**Task item**:
Could you write out every record below exactly, leaving the pictures out?

Data records
════════════════

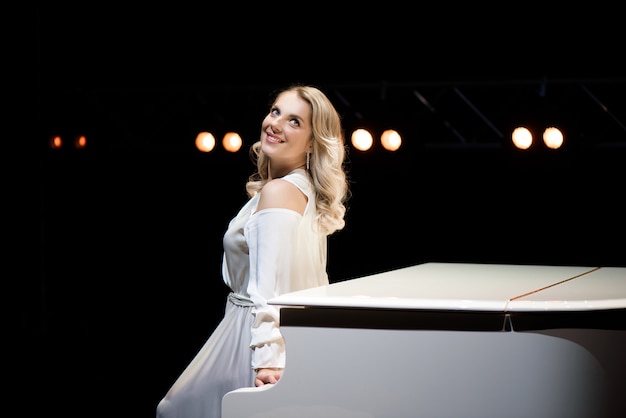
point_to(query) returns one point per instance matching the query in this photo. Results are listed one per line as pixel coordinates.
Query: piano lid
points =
(473, 287)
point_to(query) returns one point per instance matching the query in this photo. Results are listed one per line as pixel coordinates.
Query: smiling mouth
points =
(273, 139)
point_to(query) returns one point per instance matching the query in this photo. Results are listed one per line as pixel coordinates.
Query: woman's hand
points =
(265, 376)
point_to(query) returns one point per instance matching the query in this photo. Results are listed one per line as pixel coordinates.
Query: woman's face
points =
(286, 130)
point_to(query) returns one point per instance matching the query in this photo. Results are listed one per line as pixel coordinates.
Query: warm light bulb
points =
(205, 141)
(553, 137)
(391, 140)
(362, 139)
(232, 142)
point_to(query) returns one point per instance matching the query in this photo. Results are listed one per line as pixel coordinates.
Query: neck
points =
(281, 171)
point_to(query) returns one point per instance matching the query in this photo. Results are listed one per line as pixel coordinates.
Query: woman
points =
(276, 244)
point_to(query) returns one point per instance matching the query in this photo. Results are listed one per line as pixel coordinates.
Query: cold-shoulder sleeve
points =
(272, 236)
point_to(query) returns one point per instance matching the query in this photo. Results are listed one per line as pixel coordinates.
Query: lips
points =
(274, 139)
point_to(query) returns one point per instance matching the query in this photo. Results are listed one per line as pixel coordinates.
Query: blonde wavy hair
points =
(327, 161)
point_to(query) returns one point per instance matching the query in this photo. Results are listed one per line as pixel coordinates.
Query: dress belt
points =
(240, 300)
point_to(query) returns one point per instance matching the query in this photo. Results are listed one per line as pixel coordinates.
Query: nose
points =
(276, 123)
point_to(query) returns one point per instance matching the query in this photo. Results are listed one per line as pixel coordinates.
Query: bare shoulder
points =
(280, 193)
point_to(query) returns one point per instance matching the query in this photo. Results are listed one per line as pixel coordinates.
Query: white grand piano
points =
(451, 340)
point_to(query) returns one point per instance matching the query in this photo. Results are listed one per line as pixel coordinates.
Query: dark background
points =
(118, 254)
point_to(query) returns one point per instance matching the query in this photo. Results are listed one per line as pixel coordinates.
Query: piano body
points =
(451, 340)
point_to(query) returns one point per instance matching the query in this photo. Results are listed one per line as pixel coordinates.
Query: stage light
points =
(80, 142)
(205, 141)
(522, 138)
(553, 137)
(232, 142)
(391, 140)
(56, 142)
(362, 139)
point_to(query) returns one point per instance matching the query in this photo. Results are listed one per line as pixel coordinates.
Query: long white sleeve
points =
(272, 236)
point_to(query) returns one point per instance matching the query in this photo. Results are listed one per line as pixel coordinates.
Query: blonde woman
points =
(277, 243)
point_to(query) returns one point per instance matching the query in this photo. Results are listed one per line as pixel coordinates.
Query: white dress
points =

════════════════

**Exercise result**:
point_to(query) returns one point per instance matching the query in this photo. Results are listed one per line as pixel coordinates.
Query: piano lid
points =
(473, 287)
point_to(query) returns one point per instance matching the query in this photo. Results are listed one per line as pixel coordinates.
Query: smiling mouth
points =
(273, 139)
point_to(query) returns one point per instance matching the query in this photo. Results are listed one per line as pixel coordinates.
Query: woman's hand
points =
(265, 376)
point_to(query) returns one point per instance matching the query in this photo. Results are listed one per line as pixel coordinates.
Query: woman's face
points =
(286, 130)
point_to(query) returns one point per instance matching the query in this photo. Results are listed one per line as pixel coordinates.
Query: warm light bulb
points =
(205, 141)
(553, 137)
(391, 140)
(362, 139)
(232, 142)
point_to(query) returns one point per instance matching the query in this photo. Results are listed one per line as pixel coordinates.
Query: neck
points =
(281, 171)
point_to(query) returns one point per instance matching the query in this photo. Results are listed one per line as pixel coordinates.
Query: woman
points =
(276, 244)
point_to(query) returns one point per instance matching the query in this photo. Results are listed one per line as pixel coordinates.
Query: cold-shoulder sleeve
points =
(272, 236)
point_to(query) returns one point per instance matching the query in this photo. Results are listed one per line as pixel coordinates.
Query: lips
points =
(274, 139)
point_to(query) returns one point per instance matching the query in this photo. Results are listed one per line as pixel coordinates.
Query: blonde wavy hair
points =
(327, 161)
point_to(query) returns one point per instance matching the query in this photo. Results are listed one per line as pixel coordinates.
Query: dress belt
points =
(240, 300)
point_to(query) returns one point per instance matching the query in this photo. Results are listed one per line as pixel coordinates.
Query: nose
points =
(276, 123)
point_to(query) returns one point per instance matching the query in this photo. Results are listed one per line as pixel coordinates.
Query: bare shoulder
points =
(280, 193)
point_to(query) returns one point per instance matching the query in this photo. Results are listed one per line as pixel coordinates.
Query: white grand piano
points =
(451, 340)
point_to(query) returns one point per instance matching the query in this photo. Results are listed one per line as pixel coordinates.
Query: dark background
points =
(118, 254)
point_to(query) returns one point per instance matching the query in this photo. Results are listed one per line as pixel coordinates.
Query: piano body
points =
(451, 340)
point_to(query) returns one point per instance matching the query in this photo. Results are listed one per line as pixel coordinates.
Query: stage light
points =
(80, 142)
(205, 141)
(522, 138)
(553, 137)
(232, 142)
(391, 140)
(56, 142)
(362, 139)
point_to(query) returns one point per instance matching the query in this photo. Results are listed one per line as pixel coordinates.
Query: long white sleeve
points =
(272, 236)
point_to(query) returns one point per instance matching the query in this photo. Results are listed one per line as pixel coordinates.
Query: blonde woman
points =
(277, 243)
point_to(query) returns one point per instance matching the query in this photo. Results are listed one per line as pixel coordinates.
Query: white dress
points =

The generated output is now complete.